▸ **Exercise description**: In the items below, put the stretch from the line containing "Roadside-survey request: point out the blue sky" through the line containing "(865, 1088)" into a JSON list of strings, one string per line, with blank lines left out and nothing else included.

────────────────────

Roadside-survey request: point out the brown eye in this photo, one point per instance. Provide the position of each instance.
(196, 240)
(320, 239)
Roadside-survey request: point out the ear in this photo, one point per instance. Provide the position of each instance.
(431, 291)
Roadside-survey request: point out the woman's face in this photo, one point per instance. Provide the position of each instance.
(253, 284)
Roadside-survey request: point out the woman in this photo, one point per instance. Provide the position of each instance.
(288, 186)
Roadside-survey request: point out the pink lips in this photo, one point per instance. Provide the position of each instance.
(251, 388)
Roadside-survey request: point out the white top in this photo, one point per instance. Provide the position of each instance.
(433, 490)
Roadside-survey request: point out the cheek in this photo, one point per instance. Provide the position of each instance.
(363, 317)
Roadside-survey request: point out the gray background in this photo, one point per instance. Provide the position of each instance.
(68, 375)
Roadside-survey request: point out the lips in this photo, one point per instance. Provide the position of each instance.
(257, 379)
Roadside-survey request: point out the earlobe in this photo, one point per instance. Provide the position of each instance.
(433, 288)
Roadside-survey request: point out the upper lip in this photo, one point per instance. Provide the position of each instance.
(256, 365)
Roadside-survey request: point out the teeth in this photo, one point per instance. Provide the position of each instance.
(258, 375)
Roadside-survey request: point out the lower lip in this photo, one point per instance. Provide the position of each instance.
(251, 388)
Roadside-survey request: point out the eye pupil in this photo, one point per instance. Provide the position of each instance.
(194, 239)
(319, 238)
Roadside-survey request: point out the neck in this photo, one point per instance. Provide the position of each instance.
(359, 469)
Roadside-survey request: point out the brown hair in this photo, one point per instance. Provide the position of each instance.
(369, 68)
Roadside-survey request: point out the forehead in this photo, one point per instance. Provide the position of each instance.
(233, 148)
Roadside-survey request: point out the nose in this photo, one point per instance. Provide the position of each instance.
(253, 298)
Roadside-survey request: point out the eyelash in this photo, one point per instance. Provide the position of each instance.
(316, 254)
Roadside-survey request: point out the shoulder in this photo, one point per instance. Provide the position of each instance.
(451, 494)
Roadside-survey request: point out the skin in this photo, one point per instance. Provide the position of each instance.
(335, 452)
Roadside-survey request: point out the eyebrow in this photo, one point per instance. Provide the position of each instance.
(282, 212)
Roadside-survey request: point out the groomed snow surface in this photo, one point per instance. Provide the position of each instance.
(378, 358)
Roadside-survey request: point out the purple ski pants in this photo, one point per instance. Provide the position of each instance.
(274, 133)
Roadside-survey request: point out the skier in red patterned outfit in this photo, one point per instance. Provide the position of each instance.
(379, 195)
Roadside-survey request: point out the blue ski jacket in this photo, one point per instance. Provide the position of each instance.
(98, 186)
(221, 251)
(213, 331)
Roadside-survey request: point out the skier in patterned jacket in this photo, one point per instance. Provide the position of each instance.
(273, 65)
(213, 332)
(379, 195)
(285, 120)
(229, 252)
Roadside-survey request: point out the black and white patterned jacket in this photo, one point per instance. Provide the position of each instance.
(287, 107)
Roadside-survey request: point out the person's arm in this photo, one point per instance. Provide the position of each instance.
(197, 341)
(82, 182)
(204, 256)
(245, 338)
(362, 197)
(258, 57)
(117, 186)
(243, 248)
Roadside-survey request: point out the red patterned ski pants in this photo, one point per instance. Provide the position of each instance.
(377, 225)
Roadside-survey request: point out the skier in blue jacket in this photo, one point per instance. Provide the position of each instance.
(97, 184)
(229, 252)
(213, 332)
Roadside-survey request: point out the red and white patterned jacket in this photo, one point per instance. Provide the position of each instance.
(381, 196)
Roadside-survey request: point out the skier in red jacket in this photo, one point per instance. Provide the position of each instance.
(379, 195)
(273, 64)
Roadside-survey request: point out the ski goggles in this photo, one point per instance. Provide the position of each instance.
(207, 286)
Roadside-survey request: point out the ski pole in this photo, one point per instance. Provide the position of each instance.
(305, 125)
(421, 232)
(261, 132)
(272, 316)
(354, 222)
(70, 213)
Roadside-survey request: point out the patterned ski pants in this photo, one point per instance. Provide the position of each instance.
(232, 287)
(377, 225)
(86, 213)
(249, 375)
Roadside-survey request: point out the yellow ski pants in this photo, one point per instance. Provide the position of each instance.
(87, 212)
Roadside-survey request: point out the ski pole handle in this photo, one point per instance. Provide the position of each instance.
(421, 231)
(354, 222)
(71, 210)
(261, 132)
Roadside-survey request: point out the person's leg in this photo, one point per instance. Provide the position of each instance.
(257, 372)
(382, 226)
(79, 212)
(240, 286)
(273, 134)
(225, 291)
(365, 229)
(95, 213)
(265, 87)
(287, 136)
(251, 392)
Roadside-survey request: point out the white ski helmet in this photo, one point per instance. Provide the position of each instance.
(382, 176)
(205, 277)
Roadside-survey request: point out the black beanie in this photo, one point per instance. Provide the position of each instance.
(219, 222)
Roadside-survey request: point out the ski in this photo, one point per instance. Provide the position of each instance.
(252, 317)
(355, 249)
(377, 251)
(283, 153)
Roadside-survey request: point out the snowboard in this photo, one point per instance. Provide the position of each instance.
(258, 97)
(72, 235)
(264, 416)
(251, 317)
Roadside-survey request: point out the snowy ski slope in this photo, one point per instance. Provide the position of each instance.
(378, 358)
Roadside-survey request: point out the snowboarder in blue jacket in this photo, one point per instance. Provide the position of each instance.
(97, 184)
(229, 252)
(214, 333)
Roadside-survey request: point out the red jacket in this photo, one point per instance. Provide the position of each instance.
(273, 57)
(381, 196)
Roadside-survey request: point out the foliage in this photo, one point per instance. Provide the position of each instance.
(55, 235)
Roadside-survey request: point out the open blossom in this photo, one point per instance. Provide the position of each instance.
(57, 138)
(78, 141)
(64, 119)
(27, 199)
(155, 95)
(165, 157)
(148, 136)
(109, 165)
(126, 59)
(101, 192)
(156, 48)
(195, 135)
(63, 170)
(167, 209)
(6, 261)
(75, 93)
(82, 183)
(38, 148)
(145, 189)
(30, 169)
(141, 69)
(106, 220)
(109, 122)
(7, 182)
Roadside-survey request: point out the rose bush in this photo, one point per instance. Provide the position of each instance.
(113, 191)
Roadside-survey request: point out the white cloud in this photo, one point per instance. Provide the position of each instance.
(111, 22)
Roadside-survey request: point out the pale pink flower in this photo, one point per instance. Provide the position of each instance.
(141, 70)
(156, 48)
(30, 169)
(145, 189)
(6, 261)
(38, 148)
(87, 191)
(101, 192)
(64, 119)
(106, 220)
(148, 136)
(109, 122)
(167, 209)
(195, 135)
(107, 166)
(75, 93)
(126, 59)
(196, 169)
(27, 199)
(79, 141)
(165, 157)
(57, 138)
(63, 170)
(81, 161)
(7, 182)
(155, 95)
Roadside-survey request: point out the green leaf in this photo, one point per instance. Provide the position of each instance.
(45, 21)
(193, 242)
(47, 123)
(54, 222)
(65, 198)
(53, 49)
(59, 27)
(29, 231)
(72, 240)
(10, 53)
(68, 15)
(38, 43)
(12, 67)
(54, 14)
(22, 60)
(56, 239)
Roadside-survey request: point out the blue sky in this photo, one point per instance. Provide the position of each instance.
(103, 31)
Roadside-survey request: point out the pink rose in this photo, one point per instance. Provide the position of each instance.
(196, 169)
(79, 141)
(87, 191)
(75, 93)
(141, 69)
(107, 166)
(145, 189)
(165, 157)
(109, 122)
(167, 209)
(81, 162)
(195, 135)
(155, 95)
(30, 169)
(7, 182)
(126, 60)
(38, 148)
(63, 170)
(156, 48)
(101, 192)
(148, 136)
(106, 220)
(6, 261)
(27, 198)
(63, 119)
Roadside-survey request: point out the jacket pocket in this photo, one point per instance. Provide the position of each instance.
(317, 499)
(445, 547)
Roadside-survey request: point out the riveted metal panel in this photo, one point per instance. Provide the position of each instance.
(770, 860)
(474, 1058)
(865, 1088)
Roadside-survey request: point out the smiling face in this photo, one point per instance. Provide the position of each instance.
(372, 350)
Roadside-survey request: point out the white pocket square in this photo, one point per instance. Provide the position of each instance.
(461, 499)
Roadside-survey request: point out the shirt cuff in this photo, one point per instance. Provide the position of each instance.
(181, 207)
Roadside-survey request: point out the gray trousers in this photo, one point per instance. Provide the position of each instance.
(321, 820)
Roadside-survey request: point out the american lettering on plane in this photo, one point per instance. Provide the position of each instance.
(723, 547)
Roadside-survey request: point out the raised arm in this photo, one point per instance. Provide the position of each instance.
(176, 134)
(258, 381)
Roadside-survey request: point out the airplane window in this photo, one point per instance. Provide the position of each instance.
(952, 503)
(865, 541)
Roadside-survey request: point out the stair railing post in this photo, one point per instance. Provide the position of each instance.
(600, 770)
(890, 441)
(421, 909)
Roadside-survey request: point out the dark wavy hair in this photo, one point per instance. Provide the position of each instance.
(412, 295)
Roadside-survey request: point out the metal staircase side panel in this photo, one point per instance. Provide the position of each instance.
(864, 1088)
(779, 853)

────────────────────

▸ **Response to this exercise**:
[
  "Roadside-survey request: point out the blue sky in this photo, one point per instance. Provide the position of each instance.",
  "(103, 31)",
  "Roadside-survey request: point out the pink rose in this photo, one point per instance. Provide the position of each instance.",
  "(196, 169)",
  "(79, 141)",
  "(87, 191)",
  "(75, 93)",
  "(141, 69)",
  "(107, 166)",
  "(145, 189)",
  "(165, 157)",
  "(109, 122)",
  "(167, 209)",
  "(81, 162)",
  "(195, 135)",
  "(155, 95)",
  "(30, 169)",
  "(7, 182)",
  "(126, 60)",
  "(38, 148)",
  "(63, 170)",
  "(156, 48)",
  "(101, 192)",
  "(148, 136)",
  "(106, 220)",
  "(6, 261)",
  "(27, 198)",
  "(63, 119)",
  "Roadside-survey request: point out the jacket pocket in this photo, one point per instance. Provide the position of each instance.",
  "(317, 499)",
  "(445, 547)",
  "Roadside-survey request: point out the riveted metal panel in this photo, one point per instance. Provide the position of each instance.",
  "(770, 860)",
  "(474, 1058)",
  "(865, 1088)"
]